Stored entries

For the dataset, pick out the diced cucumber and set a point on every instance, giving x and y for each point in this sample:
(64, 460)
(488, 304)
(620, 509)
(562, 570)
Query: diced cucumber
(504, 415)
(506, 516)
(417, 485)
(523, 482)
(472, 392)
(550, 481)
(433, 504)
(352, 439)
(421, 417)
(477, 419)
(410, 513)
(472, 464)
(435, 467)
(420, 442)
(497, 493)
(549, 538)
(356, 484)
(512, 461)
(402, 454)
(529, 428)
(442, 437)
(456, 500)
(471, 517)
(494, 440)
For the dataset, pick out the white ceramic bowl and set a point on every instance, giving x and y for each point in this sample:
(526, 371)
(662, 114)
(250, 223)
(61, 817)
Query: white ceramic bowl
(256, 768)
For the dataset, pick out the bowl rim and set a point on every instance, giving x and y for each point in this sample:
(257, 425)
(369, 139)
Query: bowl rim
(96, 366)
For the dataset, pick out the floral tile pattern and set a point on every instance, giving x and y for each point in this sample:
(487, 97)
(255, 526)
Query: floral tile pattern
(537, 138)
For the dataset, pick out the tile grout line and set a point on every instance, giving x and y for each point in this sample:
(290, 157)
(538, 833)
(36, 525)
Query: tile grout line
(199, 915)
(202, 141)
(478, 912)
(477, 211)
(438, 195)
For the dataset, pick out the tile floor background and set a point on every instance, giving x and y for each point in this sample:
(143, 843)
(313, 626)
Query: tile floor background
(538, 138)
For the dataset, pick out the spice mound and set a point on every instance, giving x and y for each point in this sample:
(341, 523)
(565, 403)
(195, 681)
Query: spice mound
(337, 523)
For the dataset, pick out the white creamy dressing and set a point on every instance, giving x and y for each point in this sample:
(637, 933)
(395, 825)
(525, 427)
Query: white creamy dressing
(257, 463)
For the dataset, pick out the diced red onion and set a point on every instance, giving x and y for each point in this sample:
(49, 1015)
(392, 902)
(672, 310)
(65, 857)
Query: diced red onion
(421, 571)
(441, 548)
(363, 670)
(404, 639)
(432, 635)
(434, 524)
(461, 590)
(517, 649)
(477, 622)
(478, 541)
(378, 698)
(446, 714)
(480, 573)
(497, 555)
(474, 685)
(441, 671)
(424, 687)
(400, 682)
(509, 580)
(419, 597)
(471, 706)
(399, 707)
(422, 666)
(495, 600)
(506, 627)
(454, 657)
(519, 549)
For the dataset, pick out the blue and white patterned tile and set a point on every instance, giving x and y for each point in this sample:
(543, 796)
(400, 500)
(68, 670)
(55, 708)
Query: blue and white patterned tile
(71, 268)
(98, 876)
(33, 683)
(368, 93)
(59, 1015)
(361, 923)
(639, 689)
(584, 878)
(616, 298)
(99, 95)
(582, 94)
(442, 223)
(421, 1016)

== The task ==
Reproduce the material verbatim, line by line.

== Result of this exercise ==
For the dataset, pick out the diced cucumber and set a point on every instance, giving x and y for each point in this sample:
(64, 460)
(488, 304)
(620, 509)
(562, 570)
Query: diced cucumber
(504, 415)
(506, 516)
(417, 485)
(523, 482)
(472, 392)
(550, 481)
(433, 504)
(352, 439)
(421, 417)
(477, 419)
(410, 513)
(472, 464)
(435, 467)
(420, 442)
(497, 493)
(549, 538)
(356, 484)
(512, 461)
(402, 454)
(529, 428)
(442, 437)
(456, 500)
(471, 517)
(494, 440)
For the dataset, pick out the white ceramic bowl and set a point on every instance, giving x and y for each point in this sample:
(526, 371)
(662, 114)
(250, 223)
(61, 817)
Query: white ceramic bowl
(256, 768)
For the dataset, pick out the bowl rim and set a point on every instance, giving x and y for each point in this sample:
(257, 425)
(369, 139)
Query: bowl rim
(96, 366)
For the dataset, pick out the floral tile pattern and set a point on every instance, giving x and y for each point in this sample:
(487, 97)
(255, 526)
Query: floral tile pattern
(537, 138)
For the dataset, pick out the tile grout line and set a point on every instance, giving x and y for each point in this sample:
(290, 157)
(538, 833)
(36, 525)
Query: tile grout line
(199, 915)
(202, 141)
(478, 912)
(477, 211)
(438, 195)
For the dataset, pick out the tile floor background and set a point on every instance, giving x and y for each point in this sample:
(143, 843)
(313, 626)
Query: tile floor background
(538, 138)
For the dataset, pick out the spice mound and set a point on every instance, giving x and y for each point in this sample:
(341, 523)
(565, 403)
(195, 681)
Query: spice mound
(337, 523)
For the dataset, pick out the white creamy dressing and set a point on every instance, giving x and y for each point in this sample:
(637, 933)
(395, 825)
(525, 427)
Query: white creamy dressing
(257, 463)
For the dataset, pick out the diced red onion and set a point on every instance, giving x and y for each point in this sample:
(49, 1015)
(392, 902)
(672, 310)
(65, 857)
Query: diced red onion
(421, 571)
(441, 548)
(363, 670)
(404, 639)
(432, 635)
(434, 524)
(461, 590)
(517, 649)
(477, 622)
(478, 541)
(378, 698)
(446, 714)
(480, 573)
(497, 555)
(474, 685)
(441, 671)
(424, 687)
(400, 682)
(509, 580)
(419, 597)
(471, 706)
(399, 707)
(422, 666)
(495, 600)
(506, 627)
(454, 657)
(519, 549)
For the dataset, pick out the blue and white patterned tile and set a point on every instance, giving x and y for each point in this sample:
(543, 796)
(400, 500)
(68, 670)
(55, 708)
Query: blue and white patterned tile
(71, 268)
(98, 876)
(33, 683)
(368, 93)
(59, 1015)
(361, 923)
(639, 689)
(584, 878)
(616, 298)
(99, 95)
(582, 94)
(442, 223)
(421, 1016)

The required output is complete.